Can you give all of these records again with each "Segment" changed to "Locate" and everything else left as it is? Leave the pictures out of your answer.
##### Records shown
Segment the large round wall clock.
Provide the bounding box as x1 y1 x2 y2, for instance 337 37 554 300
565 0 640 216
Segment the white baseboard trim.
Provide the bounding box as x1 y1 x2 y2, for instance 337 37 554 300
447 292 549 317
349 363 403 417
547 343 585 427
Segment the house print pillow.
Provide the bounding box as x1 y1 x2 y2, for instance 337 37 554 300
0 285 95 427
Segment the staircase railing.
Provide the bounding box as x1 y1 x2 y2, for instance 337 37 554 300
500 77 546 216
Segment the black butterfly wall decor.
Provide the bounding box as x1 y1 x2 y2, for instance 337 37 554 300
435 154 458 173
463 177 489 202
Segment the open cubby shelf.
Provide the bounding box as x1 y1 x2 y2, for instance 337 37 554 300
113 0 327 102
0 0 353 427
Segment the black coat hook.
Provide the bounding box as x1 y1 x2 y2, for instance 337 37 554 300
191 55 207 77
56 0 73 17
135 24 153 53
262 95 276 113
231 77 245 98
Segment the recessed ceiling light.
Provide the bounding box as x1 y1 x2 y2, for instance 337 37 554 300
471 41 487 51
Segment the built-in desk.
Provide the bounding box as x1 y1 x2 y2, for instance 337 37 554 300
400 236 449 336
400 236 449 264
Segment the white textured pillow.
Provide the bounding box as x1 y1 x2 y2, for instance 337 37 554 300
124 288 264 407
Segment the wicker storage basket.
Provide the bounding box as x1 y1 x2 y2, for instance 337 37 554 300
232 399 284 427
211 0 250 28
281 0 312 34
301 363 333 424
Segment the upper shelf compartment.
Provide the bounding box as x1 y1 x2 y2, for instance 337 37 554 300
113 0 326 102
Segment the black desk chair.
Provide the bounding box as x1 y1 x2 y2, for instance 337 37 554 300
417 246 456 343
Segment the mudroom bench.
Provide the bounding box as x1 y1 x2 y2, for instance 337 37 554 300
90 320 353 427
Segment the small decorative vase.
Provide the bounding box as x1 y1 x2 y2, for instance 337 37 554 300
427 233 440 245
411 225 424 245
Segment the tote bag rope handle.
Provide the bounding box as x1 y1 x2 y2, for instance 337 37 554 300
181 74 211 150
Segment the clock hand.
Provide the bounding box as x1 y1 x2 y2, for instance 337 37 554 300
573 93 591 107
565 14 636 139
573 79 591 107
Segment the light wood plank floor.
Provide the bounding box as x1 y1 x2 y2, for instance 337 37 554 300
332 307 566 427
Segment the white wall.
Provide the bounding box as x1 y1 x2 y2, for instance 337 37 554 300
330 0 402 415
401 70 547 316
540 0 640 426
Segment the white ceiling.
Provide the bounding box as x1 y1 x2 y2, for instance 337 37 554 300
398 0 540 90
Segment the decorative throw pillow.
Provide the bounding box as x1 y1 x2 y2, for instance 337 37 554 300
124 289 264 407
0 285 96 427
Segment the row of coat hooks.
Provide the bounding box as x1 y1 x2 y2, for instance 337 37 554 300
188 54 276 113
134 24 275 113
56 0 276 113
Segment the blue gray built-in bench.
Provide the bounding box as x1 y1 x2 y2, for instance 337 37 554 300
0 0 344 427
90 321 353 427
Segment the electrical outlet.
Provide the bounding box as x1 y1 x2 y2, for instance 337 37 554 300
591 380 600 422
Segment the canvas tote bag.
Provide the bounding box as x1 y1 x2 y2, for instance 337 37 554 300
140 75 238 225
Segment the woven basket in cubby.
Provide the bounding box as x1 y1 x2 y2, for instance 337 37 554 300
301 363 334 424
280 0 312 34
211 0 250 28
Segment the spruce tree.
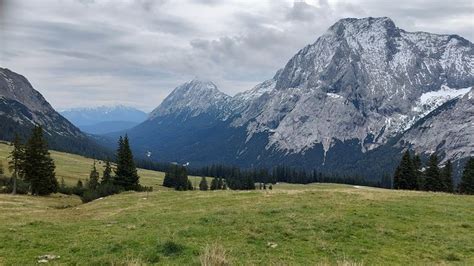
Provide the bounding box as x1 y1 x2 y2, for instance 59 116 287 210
114 135 140 190
199 176 209 191
393 151 417 189
211 177 218 190
23 126 58 195
216 177 224 189
413 154 425 190
459 157 474 195
187 178 194 190
175 166 192 191
101 160 113 184
8 134 25 195
441 160 453 192
425 154 444 191
89 160 99 190
163 171 175 188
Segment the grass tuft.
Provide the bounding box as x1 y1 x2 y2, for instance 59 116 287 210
200 244 230 266
159 240 186 256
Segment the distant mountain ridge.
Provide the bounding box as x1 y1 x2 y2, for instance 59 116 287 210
0 68 106 156
61 105 148 135
123 17 474 177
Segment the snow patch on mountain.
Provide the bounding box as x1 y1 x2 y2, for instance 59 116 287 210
149 79 231 119
403 85 472 130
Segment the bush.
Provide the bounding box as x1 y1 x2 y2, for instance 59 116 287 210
81 189 100 203
160 240 185 256
200 245 230 266
0 177 30 195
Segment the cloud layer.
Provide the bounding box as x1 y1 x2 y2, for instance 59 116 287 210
0 0 474 110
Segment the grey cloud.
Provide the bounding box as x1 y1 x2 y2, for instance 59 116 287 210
0 0 474 110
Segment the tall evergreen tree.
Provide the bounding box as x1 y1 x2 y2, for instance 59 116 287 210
199 176 209 191
393 151 417 189
101 160 113 184
114 135 140 190
89 160 99 190
8 134 25 195
23 126 58 195
424 154 444 191
459 157 474 195
174 166 192 191
441 160 453 192
217 177 224 189
163 171 176 188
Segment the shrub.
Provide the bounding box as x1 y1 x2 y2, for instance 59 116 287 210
200 245 230 266
160 240 185 256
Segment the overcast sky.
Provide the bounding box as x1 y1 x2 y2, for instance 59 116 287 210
0 0 474 111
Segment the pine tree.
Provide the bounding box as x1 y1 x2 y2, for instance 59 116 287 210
114 135 140 190
199 176 209 191
413 154 425 190
211 178 218 190
187 179 194 190
59 177 66 191
101 160 113 184
89 160 99 190
441 160 453 192
216 177 224 189
459 157 474 195
425 154 444 191
393 151 417 189
23 126 58 195
8 135 25 195
174 166 192 191
163 172 175 188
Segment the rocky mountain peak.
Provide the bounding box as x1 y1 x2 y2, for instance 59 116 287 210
150 79 231 119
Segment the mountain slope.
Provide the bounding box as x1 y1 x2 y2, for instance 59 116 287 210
0 68 105 156
61 105 148 135
121 18 474 178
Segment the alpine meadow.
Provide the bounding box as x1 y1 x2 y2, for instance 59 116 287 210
0 0 474 266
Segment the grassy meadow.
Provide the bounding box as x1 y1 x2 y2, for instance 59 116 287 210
0 145 474 265
0 143 201 189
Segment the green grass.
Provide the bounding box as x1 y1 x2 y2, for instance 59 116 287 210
0 143 474 265
0 143 202 189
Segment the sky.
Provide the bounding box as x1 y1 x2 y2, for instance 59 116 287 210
0 0 474 111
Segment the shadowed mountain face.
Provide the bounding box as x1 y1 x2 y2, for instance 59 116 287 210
0 68 105 156
61 105 148 135
119 18 474 178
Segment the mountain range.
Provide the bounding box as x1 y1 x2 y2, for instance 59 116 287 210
120 17 474 178
0 68 106 156
61 105 148 135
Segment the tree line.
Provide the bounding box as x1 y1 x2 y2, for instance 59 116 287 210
0 125 151 201
2 125 59 196
392 150 474 194
60 135 152 202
##########
» **Complete answer**
Locate the large round wall clock.
Provide the bounding box as x1 y1 x2 y2, for instance 337 37 554 300
565 0 640 216
Locate the white baseboard trim.
Provide the bounding box as x1 y1 x2 y2, for instance 337 37 554 300
447 292 549 317
349 363 403 417
547 343 585 427
Locate the house print pillow.
Provide the bounding box as x1 y1 x2 y2, for instance 337 37 554 300
0 285 95 427
Locate the staircase railing.
Provide the bounding box as x1 y1 x2 y2, for instance 337 37 554 300
500 77 546 216
Locate the black butterfly wall decor.
Provide the bounding box as x1 y1 x2 y2, for instance 337 37 554 300
435 154 458 173
463 177 489 202
Locate the open cubby shelf.
Provide the bounding box as x1 y1 x2 y2, for instance 337 37 554 300
113 0 327 102
0 0 353 427
Locate the black coat hook.
Provide the bounding box as x1 y1 x2 y2, for instance 337 37 554 300
191 55 207 77
56 0 73 17
135 24 153 53
262 95 276 113
231 77 245 98
Locate the recessed ceiling light.
Provide the bounding box as x1 y1 x2 y2, for instance 337 37 554 300
471 41 487 51
Locate the built-in desk.
Provide the bounding box as x1 y1 x2 y2, for instance 337 37 554 300
400 236 449 336
400 236 449 264
Locate the white textured pillow.
Provide the bounding box as x1 y1 x2 y2, for instance 337 37 554 300
124 288 264 407
Locate the wicker storage basket.
Provide the bounding box as x1 y1 x2 y2, for instance 337 37 554 300
232 399 284 427
211 0 250 28
281 0 312 34
301 363 333 424
Locate the upper shelf compartment.
Provide the bounding box as x1 y1 x2 y2, for instance 337 37 554 300
113 0 326 102
Locate the black desk chair.
Provide the bounding box as x1 y1 x2 y2, for instance 337 37 554 300
417 246 456 343
Locate the mudroom bench.
Provide the bounding box as x1 y1 x2 y2, for instance 337 37 554 300
90 320 353 427
Locate the small decorative vase.
Provide the bounding box as x1 y1 x2 y2, for instance 337 37 554 300
427 233 440 245
411 225 424 245
Locate the tote bag rope handle.
Provide the bounding box as x1 y1 x2 y2, for instance 337 37 554 300
181 74 211 150
Locate the clock hand.
Provide the bounding box as x1 y1 x2 y2, for instance 337 37 554 300
573 93 591 107
565 14 636 139
573 79 591 107
Locate the light wood plank floor.
Provide the bounding box as x1 y1 x2 y2, for instance 337 37 554 300
332 307 566 427
Locate the white wall.
Provide the bounding box as x1 y1 x2 y2, for instance 337 37 554 300
330 0 402 415
401 70 547 316
540 0 640 426
Locate the white ceiling.
Provide the bounding box as x1 y1 x2 y2, for instance 337 37 554 300
398 0 540 90
Locate the decorative throw pillow.
Provide the bounding box as x1 y1 x2 y2, for instance 337 37 554 300
124 289 264 407
0 285 96 427
Locate the row of coat hooks.
Provide the bounding box as x1 y1 x2 y2, for instance 337 37 554 300
188 54 276 113
134 24 275 113
56 0 276 113
Locate the blue gray built-in bench.
Provide the bounding box as x1 y1 x2 y2, for instance 337 37 554 300
0 0 344 427
90 321 353 427
Locate the electrical outlet.
Provide the bounding box as x1 y1 x2 y2, for instance 337 37 554 300
591 380 600 422
Locate the canvas tote bag.
Provide the bounding box as x1 y1 x2 y2, for instance 337 37 554 300
140 75 238 225
Locate the woven basket in cubby.
Provide the bounding box as x1 y1 x2 y2, for instance 337 37 554 300
301 363 334 424
280 0 312 34
211 0 250 28
Locate the spruce tree.
Provide the bounding box as x1 y1 x2 y2, for instance 59 116 287 210
114 135 140 190
199 176 209 191
393 151 417 189
211 177 218 190
23 126 58 195
216 177 224 189
413 154 425 190
459 157 474 195
187 178 194 190
175 166 192 191
101 160 113 184
8 134 25 195
441 160 453 192
425 154 444 191
89 160 99 190
163 171 175 188
Locate the grass tuft.
Provide the bounding box as x1 y1 x2 y2, for instance 59 116 287 210
200 244 230 266
159 240 186 256
Locate the distant mountain ridge.
Provide the bounding box as x1 y1 x2 y2, for instance 59 116 287 210
0 68 106 156
61 105 148 135
123 17 474 177
Locate the snow patch on mountain.
Provide the bounding box as x1 y1 x2 y2, for instance 59 116 287 210
149 79 231 119
403 85 472 130
Locate the bush.
Provide the bounding box as x1 y1 x2 y2, for instance 59 116 287 210
81 189 100 203
160 240 185 256
200 245 230 266
0 177 30 195
Locate the cloud layer.
Provide the bounding box as x1 y1 x2 y2, for instance 59 116 287 210
0 0 474 110
Locate the grey cloud.
Provide the bounding box as x1 y1 x2 y2, for instance 59 116 287 210
0 0 474 110
Locate the tall evergreen tree.
Provide the bounding box as x1 y1 x2 y2, for instance 59 116 287 210
199 176 209 191
393 151 417 189
101 160 113 184
114 135 140 190
89 160 99 190
8 134 25 195
23 126 58 195
424 154 444 191
459 157 474 195
174 166 192 191
441 160 453 192
217 177 224 189
163 171 176 188
Locate the shrub.
Provide the bounding box as x1 y1 x2 y2, for instance 59 116 287 210
200 245 230 266
160 240 185 256
Locate the overcast sky.
Provide the bounding box as x1 y1 x2 y2, for instance 59 116 287 210
0 0 474 111
Locate the pine tree.
Provide the bounding box as x1 y1 x2 y2, for instance 59 116 287 210
114 135 140 190
199 176 209 191
413 154 425 190
211 178 218 190
187 179 194 190
59 177 66 191
101 160 113 184
89 160 99 190
441 160 453 192
216 177 224 189
459 157 474 195
425 154 444 191
393 151 417 189
23 126 58 195
8 135 25 195
174 166 192 191
163 172 175 188
Locate the rocky mountain peak.
Provide the bounding box as x1 y1 x2 y2, for instance 59 116 287 210
150 79 231 119
Locate the mountain slope.
Provide the bounding box as x1 y1 x2 y2, for instance 59 116 287 210
0 68 105 156
61 105 148 135
121 18 474 178
Locate the alpine meadow.
Provide the bounding box as x1 y1 x2 y2, for instance 59 116 287 210
0 0 474 266
Locate the grassy meadow.
Provide the bounding box as x1 y1 x2 y2, for instance 59 116 287 210
0 145 474 265
0 143 201 189
Locate the green grass.
Provide the bounding box as x1 y1 x2 y2, for instance 59 116 287 210
0 143 474 265
0 143 202 189
Locate the sky.
Provide the bounding box as x1 y1 x2 y2, for instance 59 116 287 210
0 0 474 111
Locate the shadowed mountain face.
Provide the bounding box as x1 y1 x2 y2, for instance 59 116 287 210
0 68 105 156
61 105 148 135
119 18 474 178
Locate the mountain range.
Provide the bounding box as x1 y1 x2 y2, for instance 59 116 287 210
120 17 474 178
0 68 106 156
61 105 148 135
Locate the tree line.
Provide the bounding box as x1 y1 x2 y2, for instance 59 116 287 210
0 125 151 201
2 125 59 196
392 150 474 194
60 135 152 202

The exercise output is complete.